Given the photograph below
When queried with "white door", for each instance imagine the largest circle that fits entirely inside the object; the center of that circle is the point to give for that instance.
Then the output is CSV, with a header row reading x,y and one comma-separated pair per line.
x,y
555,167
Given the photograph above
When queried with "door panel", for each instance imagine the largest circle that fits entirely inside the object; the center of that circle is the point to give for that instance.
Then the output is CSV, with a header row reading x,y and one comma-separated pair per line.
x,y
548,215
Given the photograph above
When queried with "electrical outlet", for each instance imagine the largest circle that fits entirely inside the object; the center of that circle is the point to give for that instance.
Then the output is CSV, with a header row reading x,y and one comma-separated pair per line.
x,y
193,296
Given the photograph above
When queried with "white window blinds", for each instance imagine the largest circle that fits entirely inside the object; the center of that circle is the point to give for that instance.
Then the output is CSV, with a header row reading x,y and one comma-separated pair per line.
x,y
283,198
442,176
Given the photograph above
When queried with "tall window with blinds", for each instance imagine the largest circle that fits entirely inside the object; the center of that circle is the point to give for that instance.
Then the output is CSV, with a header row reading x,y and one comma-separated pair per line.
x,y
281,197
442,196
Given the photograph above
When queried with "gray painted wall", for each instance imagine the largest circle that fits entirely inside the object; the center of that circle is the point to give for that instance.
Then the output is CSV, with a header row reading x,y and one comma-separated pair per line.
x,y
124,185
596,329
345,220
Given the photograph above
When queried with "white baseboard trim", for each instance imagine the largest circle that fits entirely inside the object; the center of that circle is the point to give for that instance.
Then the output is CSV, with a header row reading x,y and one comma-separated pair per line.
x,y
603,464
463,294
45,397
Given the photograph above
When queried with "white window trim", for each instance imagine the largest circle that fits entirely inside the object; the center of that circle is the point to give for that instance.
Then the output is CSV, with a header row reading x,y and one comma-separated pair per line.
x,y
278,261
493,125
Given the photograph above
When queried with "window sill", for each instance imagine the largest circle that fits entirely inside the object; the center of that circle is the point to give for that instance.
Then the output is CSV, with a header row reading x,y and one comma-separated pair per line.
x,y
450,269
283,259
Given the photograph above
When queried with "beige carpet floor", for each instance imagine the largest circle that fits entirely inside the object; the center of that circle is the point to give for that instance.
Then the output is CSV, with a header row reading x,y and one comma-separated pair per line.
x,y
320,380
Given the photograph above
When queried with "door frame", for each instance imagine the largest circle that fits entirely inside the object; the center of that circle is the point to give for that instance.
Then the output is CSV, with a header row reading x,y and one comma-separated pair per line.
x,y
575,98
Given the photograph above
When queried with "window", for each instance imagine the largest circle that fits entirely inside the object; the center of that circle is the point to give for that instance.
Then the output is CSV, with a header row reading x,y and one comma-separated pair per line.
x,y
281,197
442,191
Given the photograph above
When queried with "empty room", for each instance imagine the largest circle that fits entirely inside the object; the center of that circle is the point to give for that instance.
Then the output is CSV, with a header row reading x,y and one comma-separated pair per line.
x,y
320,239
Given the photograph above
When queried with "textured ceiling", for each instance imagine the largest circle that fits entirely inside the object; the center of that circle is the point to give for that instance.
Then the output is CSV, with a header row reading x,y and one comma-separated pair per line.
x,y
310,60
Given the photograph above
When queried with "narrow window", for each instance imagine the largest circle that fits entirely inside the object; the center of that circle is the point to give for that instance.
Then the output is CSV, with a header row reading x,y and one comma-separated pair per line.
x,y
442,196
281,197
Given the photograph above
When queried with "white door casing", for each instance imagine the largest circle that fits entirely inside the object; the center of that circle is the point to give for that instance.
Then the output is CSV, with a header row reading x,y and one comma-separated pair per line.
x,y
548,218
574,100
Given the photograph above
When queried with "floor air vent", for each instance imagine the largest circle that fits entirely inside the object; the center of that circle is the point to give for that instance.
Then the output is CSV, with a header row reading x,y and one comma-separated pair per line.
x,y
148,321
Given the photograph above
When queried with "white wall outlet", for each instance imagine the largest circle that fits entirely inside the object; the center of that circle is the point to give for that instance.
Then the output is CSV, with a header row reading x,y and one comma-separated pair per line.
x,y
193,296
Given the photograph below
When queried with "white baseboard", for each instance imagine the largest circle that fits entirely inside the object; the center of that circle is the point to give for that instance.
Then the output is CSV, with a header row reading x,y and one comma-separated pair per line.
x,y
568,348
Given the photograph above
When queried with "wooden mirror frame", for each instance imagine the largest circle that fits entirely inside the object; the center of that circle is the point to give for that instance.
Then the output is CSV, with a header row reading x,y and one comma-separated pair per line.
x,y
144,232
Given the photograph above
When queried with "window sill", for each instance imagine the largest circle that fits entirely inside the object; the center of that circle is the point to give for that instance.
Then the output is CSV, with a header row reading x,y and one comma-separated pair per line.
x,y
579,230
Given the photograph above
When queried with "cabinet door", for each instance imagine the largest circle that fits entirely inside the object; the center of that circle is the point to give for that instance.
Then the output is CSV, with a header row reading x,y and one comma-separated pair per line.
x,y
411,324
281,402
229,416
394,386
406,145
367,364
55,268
- - - - -
**EXERCISE INSTRUCTIONS:** The expected response is every record, reproduced word for word.

**EXPECTED ANSWER:**
Given the photograph below
When queried with "white door", for each instance imagine the largest circle that fits entirely inside the object; the center of that circle is the point to give for that instance.
Then the output is CSV, with a header row reading x,y and one comma-separated pair per line.
x,y
555,167
Given the photograph above
When queried with "door panel", for each instance imagine the largest circle that fits entirely inside the object; the center of that circle is the point to give for that instance.
Then the output is CSV, with a header row reading x,y and one comma-separated pair per line.
x,y
548,215
Given the photograph above
When queried with "electrical outlet", for each instance imagine the largest circle that fits entirely inside the object; the center of that circle is the point to give for that instance.
Then the output is CSV, with a header row reading x,y and one comma-separated pair per line.
x,y
193,296
Given the photograph above
When queried with "white window blinds", for each instance imagine the largest circle that fits entirely inside the object; the center of that circle is the point to give for that instance.
Then the output is CSV, with a header row reading x,y and one comma-separated pair per line.
x,y
283,198
442,176
Given the photograph above
When queried with "tall window with blinds", for each instance imagine the largest circle that fits entirely inside the object; the center of that circle is the point to give for that instance.
Then the output is CSV, with a header row reading x,y and one comma-separated pair per line.
x,y
281,197
442,196
Given the photograph above
When queried with "gray painted wall", for each instance imagine the largest circle that fits entirely inside the object; the center of that circle is the point to give for that instance.
Then the output is CSV, with a header row reading x,y and one comma-separated pair per line.
x,y
124,185
596,329
345,220
Given the photograph above
When queried with "white baseboard trim", for each instance imagine the largest circle that fits entirely inside the object; the center of that circle is the point to give for that instance.
Then the output is CSV, with a header row reading x,y and one comma-separated pair per line.
x,y
603,464
463,294
45,397
Given the photograph above
When queried with "white window trim", for each instance imagine the largest circle that fits entirely inside the object; the center of that circle is the point to give for that instance.
Then the output is CSV, with a header row reading x,y and one comma-separated pair per line.
x,y
278,261
493,125
Given the photograph above
When queried with "window sill", for each instance imagine the largest circle that fits entirely inside the object; the center of that circle is the point to give for that instance.
Then the output is CSV, with a header row reading x,y and one comma-separated pair per line.
x,y
450,269
283,259
Given the photograph above
When queried with "beige carpet floor", for each instance imagine the largest circle that fits entirely inside the object; the center of that circle is the point to give for that instance.
Then the output is CSV, with a header row reading x,y and one comma-separated pair per line.
x,y
320,380
Given the photograph above
When queried with "door frame", for each instance imagine the largest circle that fits entirely inside the object; the center of that circle is the point to give for that instance.
Then the output is CSV, with a header row reading x,y and one comma-separated pair per line.
x,y
575,98
Given the photograph above
When queried with "window", for each instance imagine the largest circle that fits entirely inside the object; the center of that circle is the point to give for that instance.
Then the output is CSV, with a header row reading x,y and one comma-separated pair per line.
x,y
281,197
442,191
Given the photograph above
When queried with "empty room", for each instance imagine the largest circle that fits entirely inside the object; the center of that circle is the point to give for that instance.
Then the output is CSV, with a header row reading x,y and one comma-separated pair per line.
x,y
320,239
Given the photograph above
When queried with "textured ceiling", for each instance imagine the largest circle that fits entirely inside the object; the center of that circle is the point to give for that instance.
Then the output is CSV, with a header row reading x,y and one comma-separated pair per line.
x,y
310,60
Given the photograph above
When queried with "narrow window", for each instance imagine the largest circle that fits entirely inside the object; the center of that circle is the point to give for that instance.
Then the output is CSV, with a header row reading x,y and one comma-separated pair per line.
x,y
442,196
281,197
Given the photograph above
When queried with "white door casing", for each instance imagine the largest circle that fits entirely inside the object; the center of that circle is the point to give for that instance.
Then the output is CSV, with a header row reading x,y and one comma-separated pair per line.
x,y
548,218
574,100
Given the photograph above
When queried with "floor air vent", for each instance imagine the largest circle that fits entirely inside the object; the center of that circle is the point to give for that instance.
Then the output is CSV, with a header row reading x,y and one comma-separated pair per line.
x,y
148,321
Given the photograph above
When queried with "white wall outlet", for each instance imagine the largest circle that fits entirely inside the object; the center of that circle is the point to give for that instance.
Then the output is CSV, with a header row reading x,y and one comma-separated pair per line.
x,y
193,296
Given the photograph below
When queried with "white baseboard", for each instance imagine the largest circle that fits entirely inside the object; the center of that circle is the point to give for that instance.
Then the output is CSV, with a header row reading x,y and one comma-separated pair per line.
x,y
568,348
Given the photograph above
When queried with "wooden mirror frame", for each instance imagine the largest circle that fits entirely inside the object; the center of that circle is the point to give for that instance.
Then the output is CSV, with a header row reading x,y and one comma-separated pair per line.
x,y
144,232
Given the photograph above
When queried with "window sill", for each instance imagine the largest circle that fits entirely inside the object; the center of that circle is the point to give for that instance.
Then the output is CSV, with a header row reading x,y and one comma-separated pair per line.
x,y
579,230
Given the photograph above
When queried with "cabinet door", for each instance imagine the largest circle that fits entirely inside the object; the center of that circle is the point to give for that instance.
Then the output is CSV, with a header row reading x,y and one comma-separated pair per line.
x,y
411,324
281,402
229,416
394,386
406,145
367,364
55,268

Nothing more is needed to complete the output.